Given instruction:
Set out every line of the material below as a Markdown table with two columns, n for the row number and Line for the text, skipping blank lines. Leave the pictures out.

++++ Extracted records ++++

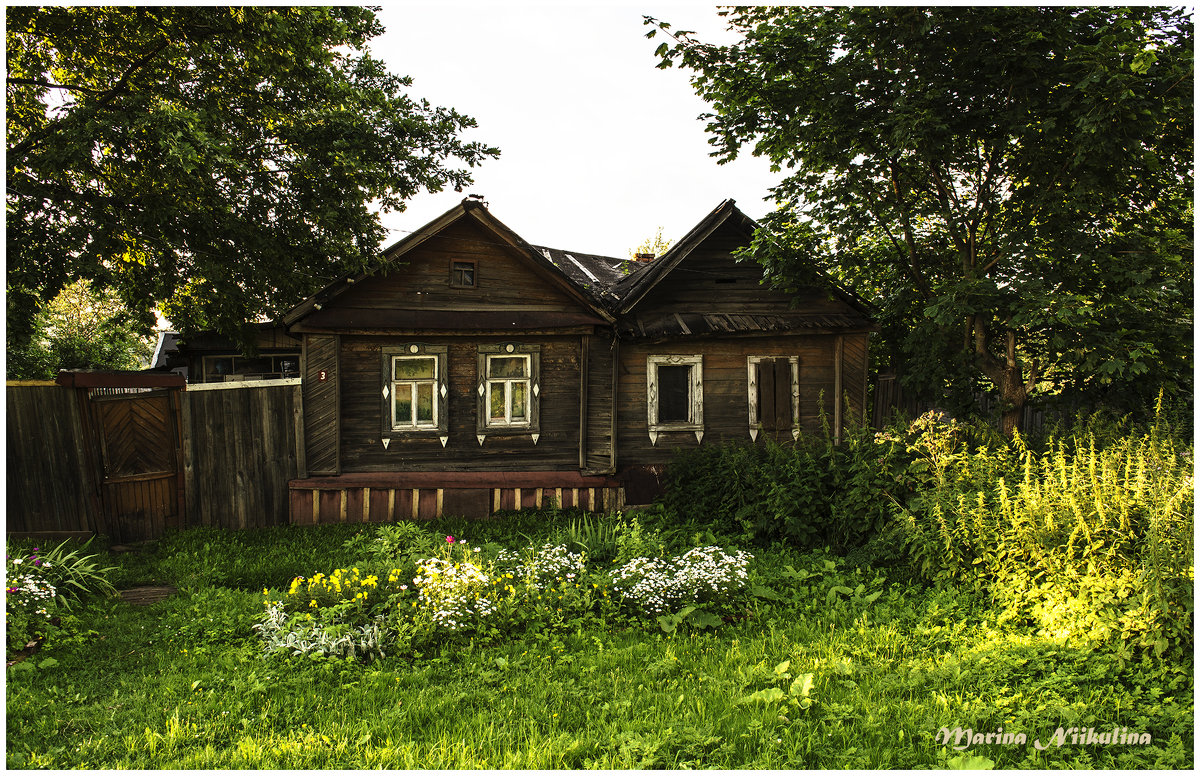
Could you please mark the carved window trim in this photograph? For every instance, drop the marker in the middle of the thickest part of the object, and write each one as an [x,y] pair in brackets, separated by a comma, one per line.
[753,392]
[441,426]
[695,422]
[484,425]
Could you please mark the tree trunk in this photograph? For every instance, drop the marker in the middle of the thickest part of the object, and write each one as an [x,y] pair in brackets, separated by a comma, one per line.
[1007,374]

++++

Task response:
| n | Line |
|---|---|
| 1 | Could you please mark the carved window trim in this photograph? For every instance, drop the marker in the middle of the thickest part of the object, and write each one as an [x,y] pair in brackets, separated by a comma, one per line. |
| 2 | [753,392] |
| 3 | [441,426] |
| 4 | [695,422] |
| 5 | [484,425] |
| 6 | Could you please mark the tree trunk in this photograph? For every instance, drop the marker in the middle of the thickest part of the object, and write each one as an [x,y] pair in brackets, separated by a comma, one per line. |
| 7 | [1007,374] |